● Exercise: Keeping every character in place, output all the data.

● Material provided:

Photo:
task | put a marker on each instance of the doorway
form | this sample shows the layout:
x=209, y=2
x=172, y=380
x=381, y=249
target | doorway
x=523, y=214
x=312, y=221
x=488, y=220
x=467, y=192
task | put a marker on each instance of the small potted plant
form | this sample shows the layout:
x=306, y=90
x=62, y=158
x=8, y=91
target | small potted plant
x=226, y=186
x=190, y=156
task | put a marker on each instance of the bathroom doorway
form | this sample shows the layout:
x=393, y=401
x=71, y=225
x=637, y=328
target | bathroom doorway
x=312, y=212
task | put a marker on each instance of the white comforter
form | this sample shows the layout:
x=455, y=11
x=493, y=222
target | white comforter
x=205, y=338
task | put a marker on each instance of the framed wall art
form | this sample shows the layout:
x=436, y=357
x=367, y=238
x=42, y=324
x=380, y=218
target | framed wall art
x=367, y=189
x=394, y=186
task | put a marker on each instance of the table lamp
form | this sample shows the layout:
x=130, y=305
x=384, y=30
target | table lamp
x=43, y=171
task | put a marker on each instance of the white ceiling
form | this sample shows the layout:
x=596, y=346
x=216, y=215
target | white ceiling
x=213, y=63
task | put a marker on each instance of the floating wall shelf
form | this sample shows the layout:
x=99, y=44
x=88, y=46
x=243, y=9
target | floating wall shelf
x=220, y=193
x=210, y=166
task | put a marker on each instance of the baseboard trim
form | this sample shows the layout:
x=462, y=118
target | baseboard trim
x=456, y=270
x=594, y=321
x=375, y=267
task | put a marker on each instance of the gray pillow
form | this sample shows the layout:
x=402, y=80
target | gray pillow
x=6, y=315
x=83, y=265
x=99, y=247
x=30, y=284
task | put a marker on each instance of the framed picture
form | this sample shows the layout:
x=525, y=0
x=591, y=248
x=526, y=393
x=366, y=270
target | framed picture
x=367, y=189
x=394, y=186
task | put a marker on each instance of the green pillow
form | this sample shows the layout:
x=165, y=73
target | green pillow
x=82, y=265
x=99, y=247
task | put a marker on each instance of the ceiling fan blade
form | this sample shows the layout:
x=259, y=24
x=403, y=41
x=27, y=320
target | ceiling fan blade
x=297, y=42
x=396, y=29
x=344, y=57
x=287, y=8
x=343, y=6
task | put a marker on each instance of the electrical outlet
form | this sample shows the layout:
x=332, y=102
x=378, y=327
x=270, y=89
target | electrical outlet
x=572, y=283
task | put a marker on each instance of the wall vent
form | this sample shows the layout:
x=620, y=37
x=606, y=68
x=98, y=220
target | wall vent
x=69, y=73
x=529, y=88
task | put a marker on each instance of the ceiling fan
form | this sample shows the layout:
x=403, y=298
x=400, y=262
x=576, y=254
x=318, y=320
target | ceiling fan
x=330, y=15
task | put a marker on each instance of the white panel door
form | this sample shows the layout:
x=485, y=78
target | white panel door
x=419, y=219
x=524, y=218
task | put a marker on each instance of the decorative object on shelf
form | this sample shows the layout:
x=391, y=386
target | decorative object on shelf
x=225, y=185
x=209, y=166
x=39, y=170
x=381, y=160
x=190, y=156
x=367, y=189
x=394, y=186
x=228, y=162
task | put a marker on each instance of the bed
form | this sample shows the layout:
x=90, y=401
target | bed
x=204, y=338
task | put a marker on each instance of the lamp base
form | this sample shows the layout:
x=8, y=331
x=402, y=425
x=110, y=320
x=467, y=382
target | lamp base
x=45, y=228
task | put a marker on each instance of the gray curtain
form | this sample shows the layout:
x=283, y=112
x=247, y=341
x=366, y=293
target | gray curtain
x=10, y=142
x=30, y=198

● Written response:
Photo:
task | put a marker on each instance of the doorway
form | this sample shows the layout:
x=209, y=2
x=172, y=380
x=381, y=249
target | doorway
x=523, y=214
x=312, y=221
x=488, y=220
x=467, y=192
task | put a marker on each instance of the small potted plant
form | this sample shows the layout:
x=306, y=90
x=62, y=158
x=8, y=91
target | small potted plant
x=226, y=186
x=190, y=156
task | put a marker on each instance of the bathroom doorway
form | this sample shows the layout:
x=393, y=401
x=71, y=225
x=637, y=328
target | bathroom doorway
x=312, y=212
task | put a marker on each instance of the white comforter
form | this sample shows the layout:
x=455, y=11
x=493, y=222
target | white comforter
x=205, y=338
task | put a marker on each instance of the framed wall art
form | this sample shows the layout:
x=436, y=357
x=367, y=238
x=42, y=324
x=380, y=218
target | framed wall art
x=367, y=189
x=394, y=186
task | put a marker on each instance of the table lamp
form | this sample shows the layout:
x=130, y=305
x=384, y=30
target | table lamp
x=43, y=171
task | put a marker on each instance of the white ceiling
form | this sample shows the layout:
x=596, y=346
x=216, y=215
target | white ceiling
x=213, y=63
task | put a marker on each instance of the floating wall shelf
form | this sample shows the layout:
x=99, y=44
x=88, y=46
x=243, y=9
target | floating wall shelf
x=220, y=193
x=210, y=166
task | put a marker on each instance of the baseboard trim
form | this sample shows the layout:
x=462, y=118
target | baseboard trim
x=456, y=270
x=594, y=321
x=375, y=267
task | put a marker on each instance of the gray pillow
form | this sample shows the layout:
x=402, y=80
target | gray pillow
x=6, y=315
x=83, y=265
x=99, y=247
x=30, y=284
task | put a marker on each instance of the framed picture
form | this sample shows the layout:
x=525, y=0
x=591, y=248
x=526, y=393
x=366, y=270
target | framed picture
x=367, y=189
x=394, y=186
task | put a marker on each instance of the green pillow
form | this sample shows the layout:
x=165, y=73
target | green pillow
x=82, y=265
x=99, y=247
task | put a marker on each instance of the ceiling fan blade
form | this sample shows the layout:
x=259, y=24
x=403, y=41
x=27, y=320
target | ceiling fan blade
x=297, y=42
x=396, y=29
x=344, y=57
x=287, y=8
x=343, y=6
task | put a marker on each instance of the electrical outlet
form | this sample shows the layout:
x=332, y=102
x=378, y=327
x=270, y=89
target | electrical outlet
x=572, y=283
task | put a marker on each instance of the wall vent
form | this sample shows the layout:
x=620, y=37
x=606, y=68
x=98, y=220
target | wall vent
x=69, y=73
x=529, y=88
task | put a marker on each instance of the ceiling fan
form | this sample shows the layout:
x=403, y=298
x=400, y=262
x=576, y=254
x=318, y=320
target | ceiling fan
x=330, y=15
task | put a marker on each instance of the white panel door
form | this sample shows the layout:
x=485, y=78
target | white panel door
x=419, y=219
x=524, y=218
task | put a marker on each instance of the decorative object on shelf
form | this sample shows the layout:
x=391, y=386
target | decorative object on shelf
x=225, y=185
x=209, y=166
x=39, y=170
x=381, y=160
x=190, y=156
x=367, y=189
x=394, y=186
x=228, y=162
task | put a marker on each instance of the bed
form | this sample shows the layout:
x=90, y=401
target | bed
x=204, y=338
task | put a marker on each instance of the lamp base
form | this sample shows the layout:
x=8, y=331
x=402, y=425
x=110, y=320
x=467, y=382
target | lamp base
x=45, y=228
task | put a marker on each instance of the gray curtain
form | this sample shows the layout:
x=283, y=112
x=247, y=341
x=366, y=293
target | gray curtain
x=10, y=142
x=30, y=198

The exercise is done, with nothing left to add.